» **Quoted passage**
◆ ◆ ◆ ◆ ◆
What a trip: research suggests mushrooms talk to each other with a vocabulary of 50 words

By Malavika Pradeep

Published Apr 6, 2022 at 12:09 PM

Reading time: 2 minutes

You might have stepped and (mentally) tripped on some, but you would’ve never considered that mushrooms could be terribly talkative in the forest. Now, a new study suggests that fungi in general are always communicating with each other. In fact, they have even been recorded having conversations in a language similar to human speech.

But before we regret all our shroom hunting trips, let’s analyse how individual fungi, even after being separated from each other, are capable of interactions in the first place. Well, their secret to communication lies in electrical impulses—which are conducted by fungi through long, underground filamentous structures called hyphae, similar to how nerve cells transmit information in us humans. Call hyphae the internet of the woods, if you may.

In fact, previous research has shown that the firing rate of these impulses increase when the hyphae of wood-digesting fungi come into contact with wooden blocks. This has raised questions if fungi use this electrical language to share information about food and warn parts of themselves—or other hyphae-connected partners like trees—about potential threats. But does this communication pattern have anything in common with human speech?
◆ ◆ ◆ ◆ ◆
» **Information supplied**
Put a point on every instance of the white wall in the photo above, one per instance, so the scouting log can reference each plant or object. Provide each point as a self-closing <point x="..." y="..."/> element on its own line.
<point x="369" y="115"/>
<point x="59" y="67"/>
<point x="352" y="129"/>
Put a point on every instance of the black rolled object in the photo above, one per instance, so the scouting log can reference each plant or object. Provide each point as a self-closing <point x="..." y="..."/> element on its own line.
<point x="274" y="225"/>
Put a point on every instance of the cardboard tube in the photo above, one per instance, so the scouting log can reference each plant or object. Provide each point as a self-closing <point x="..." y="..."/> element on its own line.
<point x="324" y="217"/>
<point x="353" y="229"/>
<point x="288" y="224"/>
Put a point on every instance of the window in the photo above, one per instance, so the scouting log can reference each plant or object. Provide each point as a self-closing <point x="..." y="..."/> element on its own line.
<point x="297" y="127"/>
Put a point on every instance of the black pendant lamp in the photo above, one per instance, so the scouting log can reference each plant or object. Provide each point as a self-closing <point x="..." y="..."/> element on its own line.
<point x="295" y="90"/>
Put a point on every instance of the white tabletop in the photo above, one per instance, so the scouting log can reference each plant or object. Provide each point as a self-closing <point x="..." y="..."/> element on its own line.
◆ ◆ ◆ ◆ ◆
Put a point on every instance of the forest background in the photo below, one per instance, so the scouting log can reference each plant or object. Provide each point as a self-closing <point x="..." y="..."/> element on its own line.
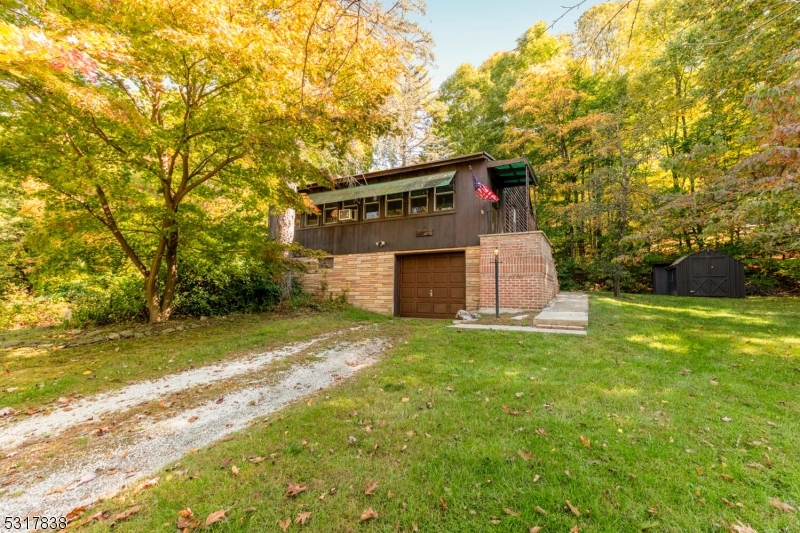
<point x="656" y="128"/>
◆ ◆ ◆ ◆ ◆
» **Work instruction 1**
In the mushroom communication article, what structures do fungi use to conduct electrical impulses?
» **Work instruction 2**
Decide whether each statement agrees with the mushroom communication article. Answer yes or no for each, and quote the deciding words.
(a) The article was published on Apr 6, 2022.
(b) Earlier research found that the firing rate of the impulses drops when hyphae touch wooden blocks.
(c) The article likens the way hyphae carry impulses to how nerve cells transmit information in humans.
» **Work instruction 3**
Write the next part of the mushroom communication article, picking up after its final sentence.
The records are drawn from a separate source.

» **Answer box 1**
Fungi conduct them through long, underground filamentous structures called hyphae.

» **Answer box 2**
(a) Yes: "Published Apr 6, 2022 at 12:09 PM"
(b) No: "the firing rate of these impulses increase when the hyphae of wood-digesting fungi come into contact with wooden blocks"
(c) Yes: "similar to how nerve cells transmit information in us humans"

» **Answer box 3**
After finding that slime mould exhibited cognitive abilities with spikes of electrical activity, professor Andrew Adamatzky from the Unconventional Computing Laboratory at the University of the West of England was curious to see if fungi did the same. In his study, published in the peer-reviewed journal Royal Society Open Science, Adamatzky analysed the patterns of electrical spikes generated by four species of fungi: enoki, split gill, ghost and caterpillar.

What a trip: research suggests mushrooms talk to each other with a vocabulary of 50 words

“We do not know if there is a direct relationship between spiking patterns in fungi and human speech. Possibly not,” Adamatzky wrote. “On the other hand, there are many similarities in information processing in living substrates of different classes, families and species. I was just curious to compare.”

The results were surprising, to say the least. Adamatzky found that the electrical spikes often clustered into trains of activity, resembling vocabularies of up to 50 words. The professor also noted that the average length of each ‘word’ spoken by the fungi was 5.97 letters, while the English language averages 4.8 letters per word. According to Adamatzky, this ultimately proves that the species has a mind and even a consciousness of its own.

“Assuming that spikes of electrical activity are used by fungi to communicate, we demonstrate that distributions of fungal word lengths match that of human languages,” he continued. “We found that the size of fungal vocabulary can be up to 50 words, however, the core vocabulary of most frequently used words does not exceed 15 to 20 words.” At the same time, however, the expert also believes the species could be saying nothing at all. “Propagating mycelium tips are electrically charged and, therefore, when the charged tips pass in a pair of differential electrodes, a spike in the potential difference is recorded,” he wrote.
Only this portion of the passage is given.